- _WHAT TO PRODUCE_
Select every line of the data below that contains the string "dense", copying each one in full. Case counts.

▬▬▬▬▬▬

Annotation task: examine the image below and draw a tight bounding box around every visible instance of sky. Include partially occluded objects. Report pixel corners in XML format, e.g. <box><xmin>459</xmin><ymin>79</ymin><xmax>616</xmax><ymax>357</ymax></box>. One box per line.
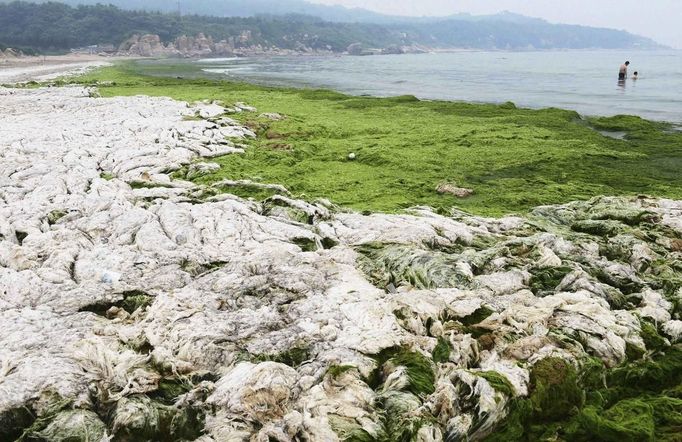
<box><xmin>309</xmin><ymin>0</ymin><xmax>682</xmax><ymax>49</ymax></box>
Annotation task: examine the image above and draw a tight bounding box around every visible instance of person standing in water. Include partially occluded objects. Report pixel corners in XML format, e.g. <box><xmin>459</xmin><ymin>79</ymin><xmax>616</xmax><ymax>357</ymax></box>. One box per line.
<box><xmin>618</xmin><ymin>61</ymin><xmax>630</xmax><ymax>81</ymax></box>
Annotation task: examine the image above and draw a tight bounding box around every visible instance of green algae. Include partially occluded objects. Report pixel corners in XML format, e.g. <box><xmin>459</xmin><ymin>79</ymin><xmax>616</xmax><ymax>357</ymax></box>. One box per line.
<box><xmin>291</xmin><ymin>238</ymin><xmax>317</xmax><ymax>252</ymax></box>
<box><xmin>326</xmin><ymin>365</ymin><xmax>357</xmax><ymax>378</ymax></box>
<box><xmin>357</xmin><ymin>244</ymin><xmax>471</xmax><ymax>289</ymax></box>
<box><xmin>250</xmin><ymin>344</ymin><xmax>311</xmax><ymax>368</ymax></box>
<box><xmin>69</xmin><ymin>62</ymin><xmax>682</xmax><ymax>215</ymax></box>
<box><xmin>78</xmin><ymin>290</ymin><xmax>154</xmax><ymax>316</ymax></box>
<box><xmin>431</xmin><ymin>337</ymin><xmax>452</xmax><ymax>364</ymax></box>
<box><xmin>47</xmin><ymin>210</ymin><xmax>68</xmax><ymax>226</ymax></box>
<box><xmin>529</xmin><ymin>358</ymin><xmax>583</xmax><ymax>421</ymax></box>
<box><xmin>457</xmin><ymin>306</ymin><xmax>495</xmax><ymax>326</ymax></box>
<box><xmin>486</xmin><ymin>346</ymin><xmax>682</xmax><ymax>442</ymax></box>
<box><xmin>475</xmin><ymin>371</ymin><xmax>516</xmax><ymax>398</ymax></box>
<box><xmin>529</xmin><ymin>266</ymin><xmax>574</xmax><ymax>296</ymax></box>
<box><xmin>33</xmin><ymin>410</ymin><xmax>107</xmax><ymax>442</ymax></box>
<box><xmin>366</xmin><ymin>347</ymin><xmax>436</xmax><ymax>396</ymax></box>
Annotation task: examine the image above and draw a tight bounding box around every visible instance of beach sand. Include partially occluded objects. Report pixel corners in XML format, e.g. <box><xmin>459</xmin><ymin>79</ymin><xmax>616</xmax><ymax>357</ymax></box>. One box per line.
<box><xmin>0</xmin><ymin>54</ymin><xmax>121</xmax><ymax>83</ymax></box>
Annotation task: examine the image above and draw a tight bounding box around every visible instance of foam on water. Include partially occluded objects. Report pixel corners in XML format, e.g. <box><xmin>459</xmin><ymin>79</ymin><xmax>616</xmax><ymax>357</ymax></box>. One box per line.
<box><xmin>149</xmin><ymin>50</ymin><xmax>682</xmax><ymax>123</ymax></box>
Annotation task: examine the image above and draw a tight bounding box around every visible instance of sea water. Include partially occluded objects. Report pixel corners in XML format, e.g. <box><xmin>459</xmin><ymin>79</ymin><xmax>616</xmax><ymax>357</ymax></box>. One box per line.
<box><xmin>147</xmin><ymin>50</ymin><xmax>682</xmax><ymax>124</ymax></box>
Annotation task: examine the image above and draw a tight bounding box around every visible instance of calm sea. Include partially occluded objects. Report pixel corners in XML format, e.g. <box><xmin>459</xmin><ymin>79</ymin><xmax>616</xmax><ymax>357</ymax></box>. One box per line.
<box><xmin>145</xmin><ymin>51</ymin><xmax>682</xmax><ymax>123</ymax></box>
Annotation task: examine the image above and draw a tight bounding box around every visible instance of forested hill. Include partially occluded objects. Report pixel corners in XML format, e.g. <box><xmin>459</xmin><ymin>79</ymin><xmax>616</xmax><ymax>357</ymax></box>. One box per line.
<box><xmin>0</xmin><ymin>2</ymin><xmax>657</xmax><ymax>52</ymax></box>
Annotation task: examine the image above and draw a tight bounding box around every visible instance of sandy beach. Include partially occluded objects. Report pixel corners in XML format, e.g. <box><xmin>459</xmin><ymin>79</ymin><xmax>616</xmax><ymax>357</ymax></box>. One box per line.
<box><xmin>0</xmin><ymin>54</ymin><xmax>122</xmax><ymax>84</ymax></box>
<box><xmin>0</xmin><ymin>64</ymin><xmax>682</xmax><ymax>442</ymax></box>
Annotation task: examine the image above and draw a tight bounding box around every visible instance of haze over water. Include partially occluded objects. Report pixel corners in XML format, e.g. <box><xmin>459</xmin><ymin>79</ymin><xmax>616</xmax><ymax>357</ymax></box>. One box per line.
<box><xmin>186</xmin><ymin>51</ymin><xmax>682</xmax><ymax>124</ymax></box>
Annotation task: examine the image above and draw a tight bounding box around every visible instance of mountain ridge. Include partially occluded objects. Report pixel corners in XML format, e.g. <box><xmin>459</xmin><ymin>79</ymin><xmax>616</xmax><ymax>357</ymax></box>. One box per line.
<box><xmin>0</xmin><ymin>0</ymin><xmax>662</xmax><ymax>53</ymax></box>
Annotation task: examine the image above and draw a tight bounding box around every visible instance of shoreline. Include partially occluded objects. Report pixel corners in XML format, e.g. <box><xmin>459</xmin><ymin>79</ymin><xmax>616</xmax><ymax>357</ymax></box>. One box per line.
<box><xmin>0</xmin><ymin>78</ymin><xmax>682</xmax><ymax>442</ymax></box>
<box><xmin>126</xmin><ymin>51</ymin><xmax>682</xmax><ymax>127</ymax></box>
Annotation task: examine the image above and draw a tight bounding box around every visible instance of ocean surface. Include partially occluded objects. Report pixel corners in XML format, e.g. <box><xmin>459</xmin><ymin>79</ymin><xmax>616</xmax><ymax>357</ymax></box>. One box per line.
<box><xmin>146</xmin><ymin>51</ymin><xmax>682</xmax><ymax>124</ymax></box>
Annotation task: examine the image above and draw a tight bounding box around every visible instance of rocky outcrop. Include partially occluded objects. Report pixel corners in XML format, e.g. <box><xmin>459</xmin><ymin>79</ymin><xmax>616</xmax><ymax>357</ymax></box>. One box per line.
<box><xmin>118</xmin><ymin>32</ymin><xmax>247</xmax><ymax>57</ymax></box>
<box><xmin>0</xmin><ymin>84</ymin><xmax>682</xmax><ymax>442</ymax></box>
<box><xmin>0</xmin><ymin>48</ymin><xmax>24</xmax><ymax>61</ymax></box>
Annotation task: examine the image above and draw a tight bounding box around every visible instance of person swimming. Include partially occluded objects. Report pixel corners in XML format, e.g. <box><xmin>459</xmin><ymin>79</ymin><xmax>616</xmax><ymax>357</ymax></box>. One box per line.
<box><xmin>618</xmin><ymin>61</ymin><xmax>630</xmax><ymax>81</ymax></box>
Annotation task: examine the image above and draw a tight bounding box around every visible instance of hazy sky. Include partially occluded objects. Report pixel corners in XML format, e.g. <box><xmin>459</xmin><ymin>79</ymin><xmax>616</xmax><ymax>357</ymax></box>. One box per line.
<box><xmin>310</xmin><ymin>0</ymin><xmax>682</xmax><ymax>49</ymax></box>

▬▬▬▬▬▬

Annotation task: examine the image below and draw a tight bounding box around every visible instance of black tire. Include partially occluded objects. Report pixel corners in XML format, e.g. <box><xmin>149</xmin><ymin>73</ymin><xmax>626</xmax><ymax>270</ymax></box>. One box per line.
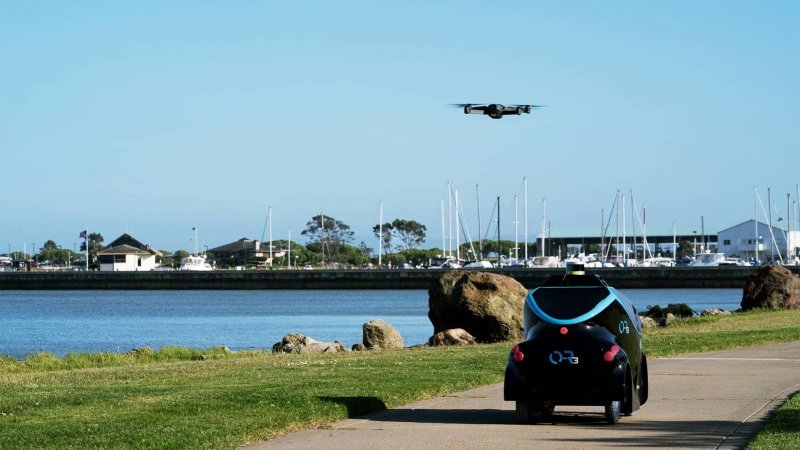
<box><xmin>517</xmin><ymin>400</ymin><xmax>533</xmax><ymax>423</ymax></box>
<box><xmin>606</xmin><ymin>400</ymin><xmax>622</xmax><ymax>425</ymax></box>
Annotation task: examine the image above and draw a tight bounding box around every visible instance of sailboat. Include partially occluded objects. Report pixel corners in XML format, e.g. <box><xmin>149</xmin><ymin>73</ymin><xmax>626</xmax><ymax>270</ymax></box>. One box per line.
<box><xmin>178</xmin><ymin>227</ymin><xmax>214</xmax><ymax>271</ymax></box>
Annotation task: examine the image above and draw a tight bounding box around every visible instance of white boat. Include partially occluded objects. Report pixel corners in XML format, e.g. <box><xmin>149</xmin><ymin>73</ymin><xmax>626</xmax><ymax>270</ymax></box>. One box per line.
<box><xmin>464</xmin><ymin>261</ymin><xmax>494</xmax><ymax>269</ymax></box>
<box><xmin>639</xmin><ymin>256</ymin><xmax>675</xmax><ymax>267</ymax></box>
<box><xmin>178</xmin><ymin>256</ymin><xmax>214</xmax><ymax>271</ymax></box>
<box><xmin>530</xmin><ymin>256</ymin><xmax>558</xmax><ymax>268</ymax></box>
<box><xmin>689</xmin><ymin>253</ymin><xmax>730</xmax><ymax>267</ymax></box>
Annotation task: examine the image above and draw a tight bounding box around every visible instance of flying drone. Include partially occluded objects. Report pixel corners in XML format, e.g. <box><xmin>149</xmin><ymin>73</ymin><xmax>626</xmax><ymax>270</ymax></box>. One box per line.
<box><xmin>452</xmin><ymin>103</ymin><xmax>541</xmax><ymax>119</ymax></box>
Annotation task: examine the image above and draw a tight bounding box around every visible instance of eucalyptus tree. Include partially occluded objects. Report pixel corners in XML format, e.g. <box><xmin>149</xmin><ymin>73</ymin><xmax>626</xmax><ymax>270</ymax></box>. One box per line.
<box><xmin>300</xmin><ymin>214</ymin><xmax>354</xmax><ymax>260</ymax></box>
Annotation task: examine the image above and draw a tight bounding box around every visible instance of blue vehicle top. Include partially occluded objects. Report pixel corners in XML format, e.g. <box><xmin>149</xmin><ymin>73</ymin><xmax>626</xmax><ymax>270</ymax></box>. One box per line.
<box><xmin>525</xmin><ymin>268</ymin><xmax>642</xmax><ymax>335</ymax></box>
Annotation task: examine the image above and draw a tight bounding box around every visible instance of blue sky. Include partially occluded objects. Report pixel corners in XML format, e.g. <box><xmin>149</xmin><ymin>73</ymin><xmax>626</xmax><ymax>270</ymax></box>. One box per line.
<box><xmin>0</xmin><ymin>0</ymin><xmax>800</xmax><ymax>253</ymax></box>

▬▬▬▬▬▬

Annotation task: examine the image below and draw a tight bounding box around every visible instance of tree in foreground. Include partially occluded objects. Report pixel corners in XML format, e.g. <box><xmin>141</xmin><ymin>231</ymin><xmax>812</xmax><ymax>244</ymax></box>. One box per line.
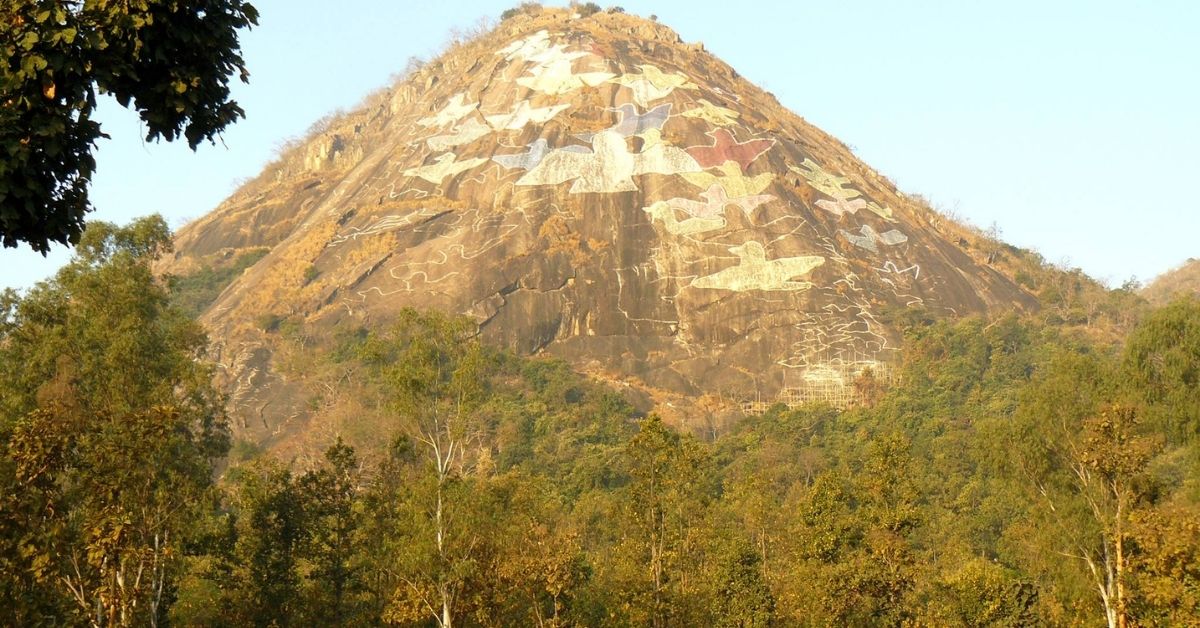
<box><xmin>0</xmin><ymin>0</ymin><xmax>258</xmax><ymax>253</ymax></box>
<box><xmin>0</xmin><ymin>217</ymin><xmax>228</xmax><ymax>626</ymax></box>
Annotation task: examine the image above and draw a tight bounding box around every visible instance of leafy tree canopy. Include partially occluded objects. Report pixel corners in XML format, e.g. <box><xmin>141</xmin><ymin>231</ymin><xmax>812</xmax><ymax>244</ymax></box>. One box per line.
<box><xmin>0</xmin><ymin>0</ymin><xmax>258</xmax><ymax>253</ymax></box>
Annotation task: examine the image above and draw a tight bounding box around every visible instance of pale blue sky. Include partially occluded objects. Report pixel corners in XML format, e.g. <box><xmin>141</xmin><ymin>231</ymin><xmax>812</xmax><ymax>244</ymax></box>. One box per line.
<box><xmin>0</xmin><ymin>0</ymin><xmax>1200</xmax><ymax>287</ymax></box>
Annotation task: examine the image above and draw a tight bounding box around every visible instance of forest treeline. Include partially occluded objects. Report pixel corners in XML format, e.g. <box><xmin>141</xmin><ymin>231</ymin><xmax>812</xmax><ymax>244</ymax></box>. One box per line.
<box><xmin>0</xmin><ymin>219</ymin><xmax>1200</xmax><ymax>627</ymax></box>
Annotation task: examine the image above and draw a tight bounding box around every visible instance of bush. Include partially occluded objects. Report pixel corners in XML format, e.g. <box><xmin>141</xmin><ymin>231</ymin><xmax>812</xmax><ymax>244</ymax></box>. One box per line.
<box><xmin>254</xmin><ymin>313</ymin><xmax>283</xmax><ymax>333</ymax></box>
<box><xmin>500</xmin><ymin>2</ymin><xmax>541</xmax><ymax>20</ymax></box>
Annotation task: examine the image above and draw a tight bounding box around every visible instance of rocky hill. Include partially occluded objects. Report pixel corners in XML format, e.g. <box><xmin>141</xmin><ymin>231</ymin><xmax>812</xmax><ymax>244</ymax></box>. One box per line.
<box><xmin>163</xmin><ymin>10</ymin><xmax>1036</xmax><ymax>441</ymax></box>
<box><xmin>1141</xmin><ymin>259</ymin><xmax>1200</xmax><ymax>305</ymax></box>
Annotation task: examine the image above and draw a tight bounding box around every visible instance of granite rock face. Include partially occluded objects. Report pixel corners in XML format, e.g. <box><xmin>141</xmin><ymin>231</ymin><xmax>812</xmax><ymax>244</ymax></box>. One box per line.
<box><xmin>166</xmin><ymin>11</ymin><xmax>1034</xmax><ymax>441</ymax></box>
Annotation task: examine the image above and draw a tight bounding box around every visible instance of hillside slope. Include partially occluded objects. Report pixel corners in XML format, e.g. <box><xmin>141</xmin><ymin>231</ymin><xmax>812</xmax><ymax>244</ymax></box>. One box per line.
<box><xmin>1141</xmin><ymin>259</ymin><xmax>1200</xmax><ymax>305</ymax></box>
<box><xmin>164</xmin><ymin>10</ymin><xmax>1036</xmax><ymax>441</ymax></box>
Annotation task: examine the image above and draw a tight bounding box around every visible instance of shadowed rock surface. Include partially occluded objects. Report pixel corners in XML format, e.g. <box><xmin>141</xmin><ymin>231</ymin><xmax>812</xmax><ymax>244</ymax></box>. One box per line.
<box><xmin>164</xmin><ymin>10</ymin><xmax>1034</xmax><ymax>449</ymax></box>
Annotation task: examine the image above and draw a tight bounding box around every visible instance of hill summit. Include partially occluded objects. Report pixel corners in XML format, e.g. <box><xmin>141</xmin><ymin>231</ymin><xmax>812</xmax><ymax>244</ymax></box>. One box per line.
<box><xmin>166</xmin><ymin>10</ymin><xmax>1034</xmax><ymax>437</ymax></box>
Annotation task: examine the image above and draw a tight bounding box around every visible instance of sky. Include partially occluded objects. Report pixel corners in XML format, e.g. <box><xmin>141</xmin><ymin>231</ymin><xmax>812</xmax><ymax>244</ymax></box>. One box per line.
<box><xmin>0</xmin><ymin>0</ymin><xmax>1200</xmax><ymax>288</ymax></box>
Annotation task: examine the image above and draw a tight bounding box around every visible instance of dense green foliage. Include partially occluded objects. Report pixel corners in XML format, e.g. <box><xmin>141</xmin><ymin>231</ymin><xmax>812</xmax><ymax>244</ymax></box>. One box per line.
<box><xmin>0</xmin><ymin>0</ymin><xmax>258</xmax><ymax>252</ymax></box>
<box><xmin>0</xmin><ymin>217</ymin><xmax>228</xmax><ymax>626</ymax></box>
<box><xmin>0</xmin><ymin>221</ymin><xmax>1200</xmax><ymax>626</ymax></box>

▬▬▬▬▬▬

- _SOLUTION TO THIS TASK_
Annotation task: examine the image above and draw a tight bounding box around every visible instance of dense green foliage. Include partially occluded objects. Report pixel corners in XML format, e.g. <box><xmin>141</xmin><ymin>231</ymin><xmax>812</xmax><ymax>244</ymax></box>. One box per line.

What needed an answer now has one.